Instructions for the task » Using the records below, give the number of lines where the word "provide" appears, with no further output.

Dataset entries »
....
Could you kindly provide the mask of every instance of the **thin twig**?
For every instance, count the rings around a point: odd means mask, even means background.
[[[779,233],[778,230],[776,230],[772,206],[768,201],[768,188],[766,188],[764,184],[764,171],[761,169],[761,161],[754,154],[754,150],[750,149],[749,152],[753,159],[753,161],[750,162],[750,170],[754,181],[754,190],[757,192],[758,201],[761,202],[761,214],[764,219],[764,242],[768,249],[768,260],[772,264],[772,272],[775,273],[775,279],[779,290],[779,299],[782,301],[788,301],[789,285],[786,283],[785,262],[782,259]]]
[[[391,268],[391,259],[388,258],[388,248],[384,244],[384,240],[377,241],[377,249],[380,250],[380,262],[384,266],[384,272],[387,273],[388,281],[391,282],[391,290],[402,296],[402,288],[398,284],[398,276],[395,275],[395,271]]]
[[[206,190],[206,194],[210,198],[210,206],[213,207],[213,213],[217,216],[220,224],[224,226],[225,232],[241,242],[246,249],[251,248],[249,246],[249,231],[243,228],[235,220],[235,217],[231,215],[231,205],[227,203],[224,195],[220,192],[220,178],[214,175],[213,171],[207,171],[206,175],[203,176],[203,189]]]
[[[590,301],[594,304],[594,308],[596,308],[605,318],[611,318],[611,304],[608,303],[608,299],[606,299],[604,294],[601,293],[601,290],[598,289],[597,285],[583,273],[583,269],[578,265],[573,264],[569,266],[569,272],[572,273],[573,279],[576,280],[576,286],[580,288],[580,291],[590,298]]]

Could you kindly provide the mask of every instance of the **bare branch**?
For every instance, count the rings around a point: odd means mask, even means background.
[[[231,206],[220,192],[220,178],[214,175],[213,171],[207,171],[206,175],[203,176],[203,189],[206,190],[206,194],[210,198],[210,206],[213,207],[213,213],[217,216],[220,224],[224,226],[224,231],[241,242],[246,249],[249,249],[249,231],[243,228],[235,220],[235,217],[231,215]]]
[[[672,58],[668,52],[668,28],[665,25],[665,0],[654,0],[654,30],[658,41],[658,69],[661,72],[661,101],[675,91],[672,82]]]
....
Your solution » 2